Natural-language object grounding data:
______________________________

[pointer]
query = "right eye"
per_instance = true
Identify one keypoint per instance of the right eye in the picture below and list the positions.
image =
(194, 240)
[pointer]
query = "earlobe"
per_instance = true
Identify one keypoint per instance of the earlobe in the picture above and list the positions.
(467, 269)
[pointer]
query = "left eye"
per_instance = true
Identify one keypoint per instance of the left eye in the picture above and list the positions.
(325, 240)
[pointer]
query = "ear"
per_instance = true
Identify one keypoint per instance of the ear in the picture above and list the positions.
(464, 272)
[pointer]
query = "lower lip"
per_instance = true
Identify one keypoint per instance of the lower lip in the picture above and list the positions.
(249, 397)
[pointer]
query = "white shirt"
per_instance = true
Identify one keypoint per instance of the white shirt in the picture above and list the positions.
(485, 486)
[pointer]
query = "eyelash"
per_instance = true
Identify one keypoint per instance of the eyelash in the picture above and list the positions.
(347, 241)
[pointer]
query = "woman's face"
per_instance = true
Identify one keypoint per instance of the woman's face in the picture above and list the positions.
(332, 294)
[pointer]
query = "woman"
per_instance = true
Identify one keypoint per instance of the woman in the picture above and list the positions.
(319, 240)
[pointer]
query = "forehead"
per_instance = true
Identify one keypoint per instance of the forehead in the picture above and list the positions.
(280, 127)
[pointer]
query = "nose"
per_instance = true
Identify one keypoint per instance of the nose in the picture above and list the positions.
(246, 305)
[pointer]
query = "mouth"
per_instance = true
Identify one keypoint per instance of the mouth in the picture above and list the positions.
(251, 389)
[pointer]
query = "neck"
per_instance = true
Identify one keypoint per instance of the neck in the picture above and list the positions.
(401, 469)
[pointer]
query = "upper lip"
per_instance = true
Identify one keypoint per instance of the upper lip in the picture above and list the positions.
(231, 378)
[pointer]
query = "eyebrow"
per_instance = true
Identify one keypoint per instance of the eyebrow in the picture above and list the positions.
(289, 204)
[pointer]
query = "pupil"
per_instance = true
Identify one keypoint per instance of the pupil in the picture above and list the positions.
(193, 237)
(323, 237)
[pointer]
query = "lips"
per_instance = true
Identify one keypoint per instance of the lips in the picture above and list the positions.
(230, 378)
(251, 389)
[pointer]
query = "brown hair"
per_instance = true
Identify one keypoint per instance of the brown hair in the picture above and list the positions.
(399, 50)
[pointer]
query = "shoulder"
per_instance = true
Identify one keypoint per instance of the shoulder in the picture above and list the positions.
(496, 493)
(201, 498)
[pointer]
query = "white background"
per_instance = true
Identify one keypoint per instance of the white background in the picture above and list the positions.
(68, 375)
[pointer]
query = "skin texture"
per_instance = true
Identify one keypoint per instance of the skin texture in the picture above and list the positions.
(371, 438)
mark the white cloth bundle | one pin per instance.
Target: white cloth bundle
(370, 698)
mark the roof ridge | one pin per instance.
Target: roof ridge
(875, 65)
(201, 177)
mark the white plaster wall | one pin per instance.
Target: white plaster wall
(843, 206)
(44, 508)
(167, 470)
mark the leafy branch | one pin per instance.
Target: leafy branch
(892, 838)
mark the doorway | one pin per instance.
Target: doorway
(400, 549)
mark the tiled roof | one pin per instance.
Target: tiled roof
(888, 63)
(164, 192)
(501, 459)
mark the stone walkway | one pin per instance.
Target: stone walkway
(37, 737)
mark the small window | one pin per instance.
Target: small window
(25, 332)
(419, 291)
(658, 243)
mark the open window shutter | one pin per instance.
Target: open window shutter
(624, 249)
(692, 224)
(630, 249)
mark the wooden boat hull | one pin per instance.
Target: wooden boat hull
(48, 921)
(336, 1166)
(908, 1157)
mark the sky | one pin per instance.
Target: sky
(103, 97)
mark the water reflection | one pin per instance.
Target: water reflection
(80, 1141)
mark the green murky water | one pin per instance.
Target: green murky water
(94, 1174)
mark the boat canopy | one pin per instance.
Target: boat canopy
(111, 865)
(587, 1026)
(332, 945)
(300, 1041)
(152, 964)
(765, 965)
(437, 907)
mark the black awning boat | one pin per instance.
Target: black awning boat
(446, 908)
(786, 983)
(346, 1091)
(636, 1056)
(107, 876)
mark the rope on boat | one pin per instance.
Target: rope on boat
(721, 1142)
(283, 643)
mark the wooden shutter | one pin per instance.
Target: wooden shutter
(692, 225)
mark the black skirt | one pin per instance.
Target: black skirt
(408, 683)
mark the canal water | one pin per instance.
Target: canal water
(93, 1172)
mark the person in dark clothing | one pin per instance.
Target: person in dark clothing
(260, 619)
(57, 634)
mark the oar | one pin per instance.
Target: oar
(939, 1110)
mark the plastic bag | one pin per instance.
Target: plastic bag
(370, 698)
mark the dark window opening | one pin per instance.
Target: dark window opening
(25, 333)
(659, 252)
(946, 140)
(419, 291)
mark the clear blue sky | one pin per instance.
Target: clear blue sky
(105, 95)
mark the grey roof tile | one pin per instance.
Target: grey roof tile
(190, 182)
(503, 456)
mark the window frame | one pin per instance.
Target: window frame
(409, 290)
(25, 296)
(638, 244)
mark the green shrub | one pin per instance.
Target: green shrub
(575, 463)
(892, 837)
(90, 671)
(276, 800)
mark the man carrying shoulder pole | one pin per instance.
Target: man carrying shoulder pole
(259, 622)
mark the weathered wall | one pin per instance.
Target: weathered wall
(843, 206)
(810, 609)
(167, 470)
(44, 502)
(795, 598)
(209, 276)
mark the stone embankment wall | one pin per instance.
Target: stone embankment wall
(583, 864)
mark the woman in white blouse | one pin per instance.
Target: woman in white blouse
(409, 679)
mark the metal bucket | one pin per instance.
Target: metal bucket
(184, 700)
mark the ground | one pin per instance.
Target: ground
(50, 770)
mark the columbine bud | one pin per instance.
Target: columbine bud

______________________________

In the entries above, find each line with the word "columbine" and copy it.

mark the columbine bud | one pin per instance.
Target: columbine bud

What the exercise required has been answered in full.